# Stated exercise:
Every line of the material below should be repeated exactly.

# Data for the task:

● ● ● ●

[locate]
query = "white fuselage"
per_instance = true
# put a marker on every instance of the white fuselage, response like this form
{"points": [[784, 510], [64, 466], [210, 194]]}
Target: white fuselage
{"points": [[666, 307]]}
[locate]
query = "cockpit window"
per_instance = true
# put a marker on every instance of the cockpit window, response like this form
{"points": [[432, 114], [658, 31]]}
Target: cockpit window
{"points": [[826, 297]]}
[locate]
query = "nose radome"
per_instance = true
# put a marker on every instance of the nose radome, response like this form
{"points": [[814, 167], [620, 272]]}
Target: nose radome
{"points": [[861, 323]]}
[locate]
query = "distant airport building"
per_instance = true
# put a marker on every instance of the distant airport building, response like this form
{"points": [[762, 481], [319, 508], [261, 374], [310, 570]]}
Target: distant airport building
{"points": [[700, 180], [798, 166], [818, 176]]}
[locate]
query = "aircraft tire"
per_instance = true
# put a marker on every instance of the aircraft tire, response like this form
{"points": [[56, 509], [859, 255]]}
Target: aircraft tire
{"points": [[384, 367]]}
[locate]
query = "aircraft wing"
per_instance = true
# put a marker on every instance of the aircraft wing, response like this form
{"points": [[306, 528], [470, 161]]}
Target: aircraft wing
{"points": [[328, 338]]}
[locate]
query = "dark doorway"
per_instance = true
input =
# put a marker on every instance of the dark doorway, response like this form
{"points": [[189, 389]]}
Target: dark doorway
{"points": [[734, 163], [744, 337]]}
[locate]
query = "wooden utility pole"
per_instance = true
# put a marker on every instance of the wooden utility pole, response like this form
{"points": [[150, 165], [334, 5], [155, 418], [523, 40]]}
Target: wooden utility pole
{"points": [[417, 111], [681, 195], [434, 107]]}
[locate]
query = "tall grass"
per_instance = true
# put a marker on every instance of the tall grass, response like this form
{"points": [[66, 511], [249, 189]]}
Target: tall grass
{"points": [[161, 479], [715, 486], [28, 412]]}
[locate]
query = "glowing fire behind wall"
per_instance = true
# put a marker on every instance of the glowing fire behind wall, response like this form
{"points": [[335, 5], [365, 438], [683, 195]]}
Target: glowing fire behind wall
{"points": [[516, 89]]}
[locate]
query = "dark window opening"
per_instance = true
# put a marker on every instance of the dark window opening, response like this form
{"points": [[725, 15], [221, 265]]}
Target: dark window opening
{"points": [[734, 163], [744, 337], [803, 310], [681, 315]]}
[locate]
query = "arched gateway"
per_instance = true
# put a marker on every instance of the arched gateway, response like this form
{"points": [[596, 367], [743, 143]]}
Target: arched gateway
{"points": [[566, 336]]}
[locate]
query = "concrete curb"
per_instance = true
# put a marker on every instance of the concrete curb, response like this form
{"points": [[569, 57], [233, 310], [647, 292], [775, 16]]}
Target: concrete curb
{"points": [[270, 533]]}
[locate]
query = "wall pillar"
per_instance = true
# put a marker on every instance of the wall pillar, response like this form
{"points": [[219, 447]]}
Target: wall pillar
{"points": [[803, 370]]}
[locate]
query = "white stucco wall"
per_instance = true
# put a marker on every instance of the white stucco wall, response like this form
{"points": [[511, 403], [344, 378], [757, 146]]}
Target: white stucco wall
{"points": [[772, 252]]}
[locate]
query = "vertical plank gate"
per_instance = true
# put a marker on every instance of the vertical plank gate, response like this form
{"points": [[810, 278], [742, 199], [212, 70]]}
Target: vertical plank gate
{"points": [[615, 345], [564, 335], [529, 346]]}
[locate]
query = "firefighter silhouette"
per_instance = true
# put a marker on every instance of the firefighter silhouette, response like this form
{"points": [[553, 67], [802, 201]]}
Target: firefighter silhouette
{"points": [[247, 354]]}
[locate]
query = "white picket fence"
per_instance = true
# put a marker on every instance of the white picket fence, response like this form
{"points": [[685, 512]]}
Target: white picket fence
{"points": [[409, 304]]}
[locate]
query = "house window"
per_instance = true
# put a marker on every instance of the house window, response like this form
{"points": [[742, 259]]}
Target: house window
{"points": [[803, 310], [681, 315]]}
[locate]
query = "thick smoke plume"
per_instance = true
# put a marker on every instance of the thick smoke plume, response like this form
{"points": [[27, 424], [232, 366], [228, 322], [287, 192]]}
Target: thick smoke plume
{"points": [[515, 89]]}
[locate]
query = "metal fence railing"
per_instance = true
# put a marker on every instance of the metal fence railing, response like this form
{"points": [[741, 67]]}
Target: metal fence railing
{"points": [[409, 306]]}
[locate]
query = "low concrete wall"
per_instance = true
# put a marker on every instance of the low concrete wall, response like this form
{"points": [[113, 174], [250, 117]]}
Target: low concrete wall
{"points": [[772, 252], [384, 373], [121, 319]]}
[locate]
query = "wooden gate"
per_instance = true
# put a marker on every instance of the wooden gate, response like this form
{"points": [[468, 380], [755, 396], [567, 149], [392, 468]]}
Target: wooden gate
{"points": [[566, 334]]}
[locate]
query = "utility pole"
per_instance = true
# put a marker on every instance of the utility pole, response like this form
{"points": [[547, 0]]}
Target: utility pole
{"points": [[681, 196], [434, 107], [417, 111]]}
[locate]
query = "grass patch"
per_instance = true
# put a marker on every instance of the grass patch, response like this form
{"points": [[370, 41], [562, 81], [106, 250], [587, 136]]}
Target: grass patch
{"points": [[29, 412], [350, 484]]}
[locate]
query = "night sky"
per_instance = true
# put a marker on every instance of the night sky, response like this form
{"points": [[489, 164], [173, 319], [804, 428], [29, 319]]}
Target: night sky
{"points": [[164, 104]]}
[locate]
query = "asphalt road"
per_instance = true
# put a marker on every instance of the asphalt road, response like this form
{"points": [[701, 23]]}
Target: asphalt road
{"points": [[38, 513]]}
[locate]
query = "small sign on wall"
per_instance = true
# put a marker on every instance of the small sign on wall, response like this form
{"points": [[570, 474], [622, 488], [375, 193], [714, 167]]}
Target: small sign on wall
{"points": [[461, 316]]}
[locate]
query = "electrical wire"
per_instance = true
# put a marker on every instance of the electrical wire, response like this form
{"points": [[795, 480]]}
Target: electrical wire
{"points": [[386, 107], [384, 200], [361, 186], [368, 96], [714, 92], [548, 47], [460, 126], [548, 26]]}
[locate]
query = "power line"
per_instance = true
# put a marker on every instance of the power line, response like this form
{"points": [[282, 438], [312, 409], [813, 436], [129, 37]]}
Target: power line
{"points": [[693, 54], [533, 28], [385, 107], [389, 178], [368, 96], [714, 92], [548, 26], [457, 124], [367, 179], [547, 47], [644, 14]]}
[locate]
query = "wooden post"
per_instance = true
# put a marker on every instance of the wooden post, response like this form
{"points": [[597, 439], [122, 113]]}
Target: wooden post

● ● ● ●

# Solution to this task:
[locate]
query = "white fuselage"
per_instance = true
# put a marker on every instance of the white fuselage, response like this form
{"points": [[784, 510], [64, 466], [210, 194]]}
Target: white fuselage
{"points": [[666, 307]]}
[locate]
query = "cockpit window"
per_instance = true
# put a marker on every instance of the cockpit window, response like this form
{"points": [[432, 114], [658, 31]]}
Target: cockpit window
{"points": [[826, 297]]}
[locate]
query = "nose radome"
per_instance = true
# put a marker on every instance of the nose radome, response like this form
{"points": [[814, 167], [620, 272]]}
Target: nose radome
{"points": [[861, 323]]}
[locate]
query = "distant airport building"
per_instance = true
# put a marker on every instance of the distant airport building, response like this form
{"points": [[762, 481], [319, 508], [261, 374], [310, 570]]}
Target: distant airport building
{"points": [[700, 180], [798, 166], [818, 176]]}
[locate]
query = "aircraft tire"
per_instance = true
# put a marker on every instance of the aircraft tire, response like this form
{"points": [[56, 509], [859, 255]]}
Target: aircraft tire
{"points": [[384, 367]]}
[locate]
query = "aircraft wing"
per_instance = true
# put a marker on every instance of the aircraft wing, response like this form
{"points": [[306, 528], [470, 161]]}
Target: aircraft wing
{"points": [[328, 338]]}
[locate]
query = "dark doorway"
per_instance = true
input =
# put a marker on every instance of the dark doorway, response like this form
{"points": [[189, 389]]}
Target: dark doorway
{"points": [[734, 163], [744, 337]]}
[locate]
query = "wooden utility pole"
per_instance = true
# put a marker on every instance of the wooden utility pole, response like this form
{"points": [[150, 165], [334, 5], [155, 418], [523, 40]]}
Target: wooden utility pole
{"points": [[417, 111], [681, 195], [434, 107]]}
[locate]
query = "tall grass"
per_instance = true
# put a marker on every instance of the tall grass, response like this form
{"points": [[66, 511], [249, 189]]}
Target: tall grass
{"points": [[161, 479], [715, 486], [28, 412]]}
[locate]
query = "glowing fire behind wall"
per_instance = true
# put a marker on every instance of the glowing fire behind wall, response like this form
{"points": [[335, 5], [365, 438], [683, 195]]}
Target: glowing fire behind wall
{"points": [[516, 89]]}
[locate]
query = "dark window opening"
per_instance = true
# put a marker on every instance of the dark window opening, response like this form
{"points": [[725, 15], [221, 265]]}
Target: dark window opening
{"points": [[734, 163], [744, 337], [803, 310], [681, 315]]}
[locate]
query = "arched gateway"
per_instance = true
# put a marker on every instance of the arched gateway, response like this form
{"points": [[596, 367], [743, 143]]}
Target: arched gateway
{"points": [[566, 336]]}
[locate]
query = "concrete curb"
per_instance = true
# put a marker on every instance of the concrete curb, response like this form
{"points": [[569, 57], [233, 310], [647, 292], [775, 16]]}
Target: concrete curb
{"points": [[270, 533]]}
[locate]
query = "wall pillar"
per_instance = true
# put a marker on every instance of the wall pillar, response like this form
{"points": [[219, 447]]}
Target: wall pillar
{"points": [[803, 370]]}
[locate]
query = "white stucco wall"
per_instance = true
# put a marker on every instance of the white stucco wall, response like this form
{"points": [[511, 403], [344, 378], [757, 146]]}
Target: white stucco wall
{"points": [[772, 252]]}
[locate]
query = "vertical plank gate"
per_instance = true
# put a marker on every instance of the vertical plank gate, response like this form
{"points": [[810, 278], [742, 199], [212, 70]]}
Target: vertical plank gate
{"points": [[615, 345], [564, 335], [529, 346]]}
[locate]
query = "firefighter silhouette"
per_instance = true
# put a marker on every instance of the firefighter silhouette, response like this form
{"points": [[553, 67], [802, 201]]}
Target: firefighter silhouette
{"points": [[247, 354]]}
[locate]
query = "white picket fence"
per_instance = true
# put a marker on every instance of the white picket fence, response like this form
{"points": [[685, 512]]}
Target: white picket fence
{"points": [[409, 304]]}
[locate]
query = "house window"
per_instance = true
# put a marker on every instance of the house window, response like this form
{"points": [[742, 259]]}
Target: house window
{"points": [[803, 310], [681, 315]]}
[locate]
query = "thick smoke plume"
per_instance = true
# put a marker on every instance of the thick smoke plume, response like this form
{"points": [[27, 424], [232, 366], [228, 322], [287, 192]]}
Target: thick smoke plume
{"points": [[515, 89]]}
[locate]
query = "metal fence railing"
per_instance = true
# put a marker on every instance of the metal fence railing, response like this form
{"points": [[741, 67]]}
Target: metal fence railing
{"points": [[409, 306]]}
[locate]
query = "low concrete wall"
per_instance = true
# put a marker on every instance of the low concrete wall, response like this form
{"points": [[113, 174], [250, 117]]}
Target: low concrete wall
{"points": [[772, 252], [384, 373], [121, 319]]}
[locate]
query = "wooden gate"
per_instance = true
# put a marker on every instance of the wooden gate, response like this form
{"points": [[468, 380], [755, 396], [567, 149], [392, 468]]}
Target: wooden gate
{"points": [[566, 334]]}
[locate]
query = "utility pole"
per_instance = true
# put a marker on every instance of the utility pole, response like this form
{"points": [[547, 0]]}
Target: utility pole
{"points": [[681, 196], [434, 107], [417, 111]]}
[locate]
query = "grass patch"
per_instance = true
# put a marker on every instance of the grass patch, response like this form
{"points": [[370, 41], [562, 81], [106, 250], [587, 136]]}
Target: grass patch
{"points": [[29, 412], [350, 484]]}
[locate]
query = "night sky"
per_instance = true
# put a marker on every instance of the night sky, response like this form
{"points": [[489, 164], [173, 319], [804, 428], [29, 319]]}
Target: night sky
{"points": [[164, 104]]}
[locate]
query = "asphalt road"
per_instance = true
# put a marker on every instance of the asphalt road, response like this form
{"points": [[701, 23]]}
Target: asphalt road
{"points": [[38, 513]]}
[locate]
query = "small sign on wall"
per_instance = true
# put a marker on every instance of the small sign on wall, response like this form
{"points": [[570, 474], [622, 488], [375, 193], [714, 167]]}
Target: small sign on wall
{"points": [[461, 316]]}
[locate]
query = "electrical wire"
per_instance = true
# put a marker on every instance of the electrical wire, response like this form
{"points": [[795, 480]]}
Target: electrical wire
{"points": [[386, 107], [384, 200], [361, 186], [368, 96], [714, 92], [548, 47], [460, 126], [548, 26]]}
[locate]
query = "power line"
per_instance = true
# put a marker on every instance of the power line, response like this form
{"points": [[282, 438], [312, 409], [813, 436], [129, 37]]}
Target: power line
{"points": [[693, 54], [533, 28], [385, 107], [389, 178], [368, 96], [714, 92], [548, 26], [457, 124], [367, 179], [547, 47], [644, 14]]}
[locate]
query = "wooden post"
per_instance = true
# put a marker on every instance of the wooden post, response like this form
{"points": [[597, 439], [122, 113]]}
Target: wooden post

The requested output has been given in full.